### THE INPUT ###

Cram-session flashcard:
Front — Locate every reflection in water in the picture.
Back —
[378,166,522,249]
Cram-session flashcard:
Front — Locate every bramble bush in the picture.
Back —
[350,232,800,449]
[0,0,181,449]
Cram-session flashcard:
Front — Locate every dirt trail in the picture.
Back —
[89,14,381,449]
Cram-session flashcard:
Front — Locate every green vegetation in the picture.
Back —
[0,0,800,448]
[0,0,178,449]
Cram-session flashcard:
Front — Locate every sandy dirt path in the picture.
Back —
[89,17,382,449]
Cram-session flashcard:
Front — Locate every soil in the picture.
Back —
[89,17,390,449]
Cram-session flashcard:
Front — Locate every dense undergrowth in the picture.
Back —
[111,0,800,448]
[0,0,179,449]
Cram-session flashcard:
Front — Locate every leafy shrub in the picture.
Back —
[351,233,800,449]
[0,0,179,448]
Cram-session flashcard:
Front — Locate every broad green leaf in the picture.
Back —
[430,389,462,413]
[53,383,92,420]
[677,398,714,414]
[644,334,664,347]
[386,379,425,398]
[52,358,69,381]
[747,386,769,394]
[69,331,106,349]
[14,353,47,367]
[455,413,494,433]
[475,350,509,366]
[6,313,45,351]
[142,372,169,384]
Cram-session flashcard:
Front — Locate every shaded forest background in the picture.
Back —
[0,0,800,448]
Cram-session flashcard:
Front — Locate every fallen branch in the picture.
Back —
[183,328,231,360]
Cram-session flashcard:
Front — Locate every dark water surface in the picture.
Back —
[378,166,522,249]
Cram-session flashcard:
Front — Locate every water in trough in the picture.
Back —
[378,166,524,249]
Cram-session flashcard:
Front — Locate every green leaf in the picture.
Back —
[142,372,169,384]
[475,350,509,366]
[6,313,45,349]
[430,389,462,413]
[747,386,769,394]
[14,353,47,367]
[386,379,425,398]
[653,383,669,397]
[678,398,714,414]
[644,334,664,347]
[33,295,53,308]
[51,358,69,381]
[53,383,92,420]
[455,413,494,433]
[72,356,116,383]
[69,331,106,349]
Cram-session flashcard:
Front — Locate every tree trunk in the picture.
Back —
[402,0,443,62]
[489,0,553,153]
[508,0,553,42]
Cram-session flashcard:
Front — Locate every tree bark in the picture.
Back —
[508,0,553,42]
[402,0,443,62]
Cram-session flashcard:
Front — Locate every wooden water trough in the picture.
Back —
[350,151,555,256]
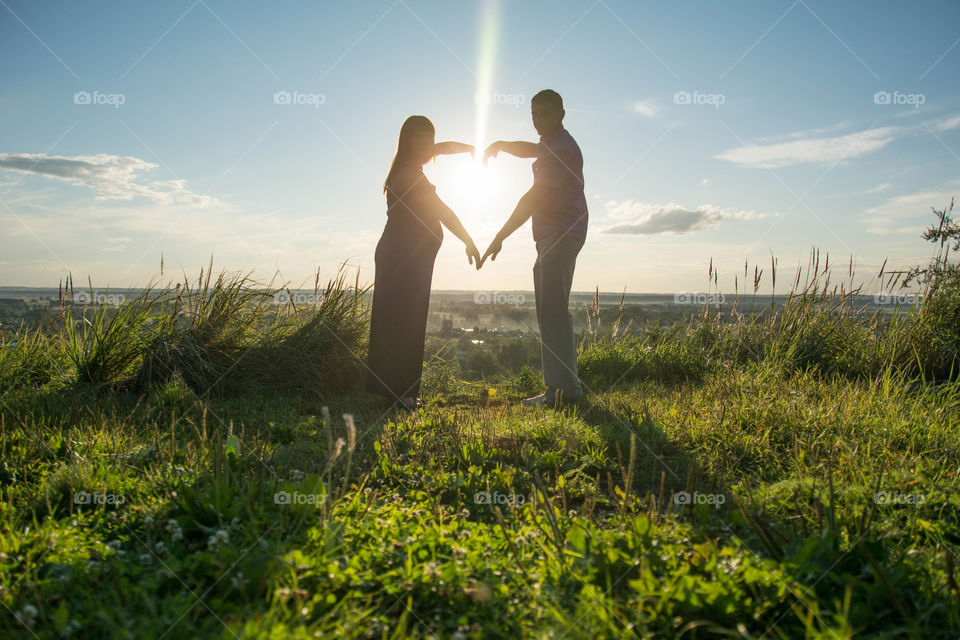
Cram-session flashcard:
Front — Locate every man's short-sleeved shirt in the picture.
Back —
[533,127,587,241]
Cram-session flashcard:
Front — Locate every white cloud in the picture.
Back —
[101,236,130,251]
[602,200,766,235]
[715,127,905,168]
[936,115,960,131]
[0,153,217,207]
[630,100,660,118]
[860,190,954,235]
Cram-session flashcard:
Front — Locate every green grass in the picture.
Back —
[0,218,960,639]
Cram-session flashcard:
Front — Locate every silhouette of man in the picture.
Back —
[480,89,587,406]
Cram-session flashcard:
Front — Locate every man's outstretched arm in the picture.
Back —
[483,140,540,160]
[480,184,543,266]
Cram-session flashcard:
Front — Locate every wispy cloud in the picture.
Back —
[860,190,956,235]
[630,100,660,118]
[102,236,130,252]
[602,200,767,235]
[934,115,960,131]
[715,127,905,168]
[0,153,217,207]
[714,115,960,168]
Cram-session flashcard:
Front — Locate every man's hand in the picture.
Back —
[483,140,502,166]
[467,240,483,271]
[477,236,503,269]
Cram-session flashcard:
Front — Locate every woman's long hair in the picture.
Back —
[383,116,436,193]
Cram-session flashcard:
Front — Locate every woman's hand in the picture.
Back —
[433,141,474,156]
[466,240,482,271]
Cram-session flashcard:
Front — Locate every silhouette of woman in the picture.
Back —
[367,116,480,409]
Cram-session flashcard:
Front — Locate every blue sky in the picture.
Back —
[0,0,960,292]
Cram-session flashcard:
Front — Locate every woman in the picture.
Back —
[367,116,480,409]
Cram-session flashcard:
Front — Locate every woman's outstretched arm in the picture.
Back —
[433,141,473,156]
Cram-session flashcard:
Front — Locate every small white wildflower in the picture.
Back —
[17,604,39,627]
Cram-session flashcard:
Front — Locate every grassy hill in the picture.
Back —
[0,202,960,639]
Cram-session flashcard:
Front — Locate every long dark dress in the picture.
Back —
[367,170,443,400]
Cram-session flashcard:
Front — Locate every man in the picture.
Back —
[480,89,587,406]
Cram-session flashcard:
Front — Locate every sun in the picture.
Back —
[436,156,510,230]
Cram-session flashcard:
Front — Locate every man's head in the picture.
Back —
[530,89,566,136]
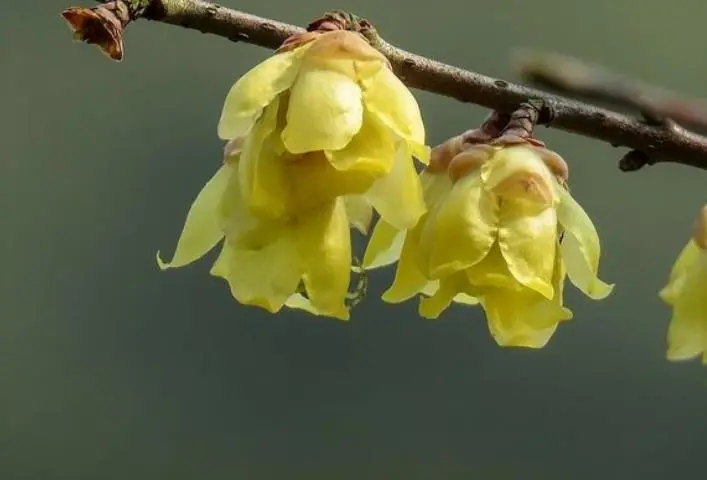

###

## SET TASK
Reproduce all of the entries above word for word, leaving out the pictures.

## CORRECT OUTPUT
Cram-session flashcard:
Front — Locate every reflection in water in the picture.
Back —
[378,166,522,249]
Cram-session flashcard:
Front — Locate every bramble bush in the picture.
Back —
[350,232,800,449]
[0,0,181,449]
Cram-session flashcard:
Front — Locate every dirt trail in the picture.
Back —
[89,14,381,449]
Cram-session flashcard:
Front — Locate every green vegetation in the picture.
Back —
[0,0,800,448]
[0,0,178,449]
Cram-session flashcard:
Front — Locate every sandy dirt path in the picture.
Back —
[89,17,382,449]
Cram-session flashcard:
Front — Locate every soil in the picture.
Back —
[89,17,390,449]
Cram-session flashcard:
Front — Locate every dense undergrowth in the picture.
Back —
[111,0,800,448]
[0,0,179,449]
Cram-session flashcard:
Front — Locate every leafy shrub in the picture.
Back —
[351,233,800,449]
[0,0,179,448]
Cram-session flashcard:
Front — Locate every broad green leaf in the picture.
Back —
[430,389,462,413]
[53,383,92,420]
[677,398,714,414]
[644,334,664,347]
[386,379,425,398]
[52,358,69,381]
[747,386,769,394]
[69,331,106,349]
[14,353,47,367]
[455,413,494,433]
[475,350,509,366]
[6,313,45,351]
[142,372,169,384]
Cram-session flashcard:
Front — Locate every shaded forest background in the picture.
Back —
[0,0,800,448]
Cram-session flashcard:
Front — Locate every fallen branch in the picture.
Back —
[183,328,231,360]
Cram-session flashcard:
Front — Locate every dark water surface in the picture.
Back —
[378,166,522,249]
Cram-session flashcard:
Front — Locate every water in trough in the picture.
Back —
[378,166,524,249]
Cram-session flashcard:
Front — Locate every green leaf in the picture.
Back —
[142,372,169,384]
[475,350,509,366]
[6,313,45,349]
[430,389,462,413]
[747,386,769,394]
[14,353,47,367]
[386,379,425,398]
[653,383,669,397]
[678,398,714,414]
[644,334,664,347]
[33,295,53,308]
[51,358,69,381]
[53,383,92,420]
[455,413,494,433]
[72,356,116,383]
[69,331,106,349]
Cram-session flashcard:
Front — Locate every tree trunk in the picture.
Back —
[402,0,443,62]
[489,0,553,153]
[508,0,553,42]
Cram-session flashcard:
Front — Locate every tree bark in the picture.
Back —
[508,0,553,42]
[402,0,443,62]
Cram-session flashcard:
Front — Locate every wooden water trough in the picture.
Back —
[350,151,555,256]
Cram-session flashcard:
Front — Locate every man's short-sleeved shirt in the picture.
Back —
[533,127,587,241]
Cram-session flashcard:
Front — Locate every white cloud in the picture.
Back —
[101,236,130,251]
[602,200,766,235]
[715,127,905,168]
[936,115,960,131]
[0,153,217,207]
[630,100,660,118]
[860,190,954,235]
Cram-session flashcard:
Front — Locate every green grass in the picture.
Back —
[0,218,960,639]
Cram-session flashcard:
Front — Locate every silhouette of man in the picture.
Back —
[480,89,587,406]
Cram-session flashcard:
Front — Locate every man's outstretched arm in the picture.
Back —
[483,140,540,160]
[480,184,543,266]
Cram-session flashcard:
Front — Locate every wispy cloud in the picture.
Back —
[860,190,956,235]
[630,100,660,118]
[102,236,130,252]
[602,200,767,235]
[934,115,960,131]
[715,127,905,168]
[0,153,217,207]
[714,115,960,168]
Cram-session flashcard:
Front — Locate every man's hand in the picture.
Back —
[483,140,502,166]
[467,240,483,271]
[477,236,503,269]
Cram-session flashcard:
Front — Locate every woman's long hair in the picture.
Back —
[383,116,436,193]
Cram-session flashcard:
Front — Locate every woman's hand in the picture.
Back —
[433,141,474,156]
[466,240,482,271]
Cram-session flashcard:
Front — Locate every silhouette of woman in the picture.
Back —
[367,116,480,409]
Cram-session flashcard:
Front — Locate every blue sky in the picture.
Back —
[0,0,960,292]
Cram-session flashcard:
Front — Locate every woman in the picture.
Back —
[367,116,480,409]
Cram-session flashcard:
Front — Locate every woman's outstretched arm in the picture.
Back —
[433,141,473,156]
Cram-session flashcard:
Front — Locate every small white wildflower in the picture.
Back —
[17,604,39,627]
Cram-session flashcard:
Front — Locate every grassy hill in the picture.
Back —
[0,202,960,639]
Cram-session flashcard:
Front — Locate every long dark dress in the picture.
Back —
[367,170,443,400]
Cram-session flashcard:
Front — Locate every man in the picture.
Back —
[480,89,587,406]
Cram-session flashcard:
Front — Locate every sun in the picture.
Back —
[436,156,510,230]
Cram-session flashcard:
Front — Locate every man's head in the picture.
Back —
[530,89,566,136]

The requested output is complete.